--- Start of Passage given ---
OSDN Git Service

Assembly TLAB allocation fast path for arm.
authorHiroshi Yamauchi <yamauchi@google.com>
Fri, 11 Dec 2015 23:46:19 +0000 (15:46 -0800)
committerHiroshi Yamauchi <yamauchi@google.com>
Thu, 25 Feb 2016 22:00:48 +0000 (14:00 -0800)
Speedup (GSS GC with TLAB on N5):
    BinaryTrees:  1872 ->  796 ms (-57%)
    MemAllocTest: 2522 -> 2219 ms (-12%)

Bug: 9986565
Change-Id: Icb9d1259461f3abe83a4a82c8aff911937eaf57d

runtime/arch/arm/quick_entrypoints_arm.S
runtime/asm_support.h
runtime/entrypoints_order_test.cc
runtime/thread.h

index c4e314b..cfcef49 100644 (file)
@@ -942,7 +942,86 @@ ONE_ARG_DOWNCALL art_quick_resolve_string, artResolveStringFromCode, RETURN_IF_R
 
 // Generate the allocation entrypoints for each allocator.
 GENERATE_ALLOC_ENTRYPOINTS_FOR_EACH_ALLOCATOR
-GENERATE_ALLOC_ENTRYPOINTS_ALLOC_OBJECT(_tlab, TLAB)
+
+// A hand-written override for GENERATE_ALLOC_ENTRYPOINTS_ALLOC_OBJECT(_tlab, TLAB).
+ENTRY art_quick_alloc_object_tlab
+    // Fast path tlab allocation.
+    // r0: type_idx/return value, r1: ArtMethod*, r9: Thread::Current
+    // r2, r3, r12: free.
+#if defined(USE_READ_BARRIER)
+    eor    r0, r0, r0                                         // Read barrier not supported here.
+    sub    r0, r0, #1                                         // Return -1.
+    bx     lr
+#endif
+    ldr    r2, [r1, #ART_METHOD_DEX_CACHE_TYPES_OFFSET_32]    // Load dex cache resolved types array
+                                                              // Load the class (r2)
+    ldr    r2, [r2, r0, lsl #COMPRESSED_REFERENCE_SIZE_SHIFT]
+    cbz    r2, .Lart_quick_alloc_object_tlab_slow_path        // Check null class
+                                                              // Check class status.
+    ldr    r3, [r2, #MIRROR_CLASS_STATUS_OFFSET]
+    cmp    r3, #MIRROR_CLASS_STATUS_INITIALIZED
+    bne    .Lart_quick_alloc_object_tlab_slow_path
+                                                              // Add a fake dependence from the
+                                                              // following access flag and size
+                                                              // loads to the status load.
--- End of Passage given ---
--- Start of Dataset content ---
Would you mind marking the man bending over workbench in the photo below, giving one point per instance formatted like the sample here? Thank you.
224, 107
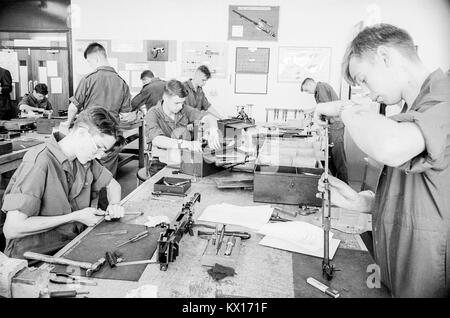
--- End of Dataset content ---
> _Job_
Write the next several lines of the commit diff for the ARM TLAB allocation fast path, starting right after the comment that ends "loads to the status load."

> _Response for this exercise_
+                                                              // This is to prevent those loads
+                                                              // from being reordered above the
+                                                              // status load and reading wrong
+                                                              // values (an alternative is to use
+                                                              // a load-acquire for the status).
+    eor    r3, r3, r3
+    add    r2, r2, r3
+                                                              // Check access flags has
+                                                              // kAccClassIsFinalizable.
+    ldr    r3, [r2, #MIRROR_CLASS_ACCESS_FLAGS_OFFSET]
+    tst    r3, #ACCESS_FLAGS_CLASS_IS_FINALIZABLE
+    bne    .Lart_quick_alloc_object_tlab_slow_path
+                                                              // Load thread_local_pos (r12) and
+                                                              // thread_local_end (r3) with ldrd.
+                                                              // Check constraints for ldrd.
+#if !((THREAD_LOCAL_POS_OFFSET + 4 == THREAD_LOCAL_END_OFFSET) && (THREAD_LOCAL_POS_OFFSET % 8 == 0))
+#error "Thread::thread_local_pos/end must be consecutive and are 8 byte aligned for performance"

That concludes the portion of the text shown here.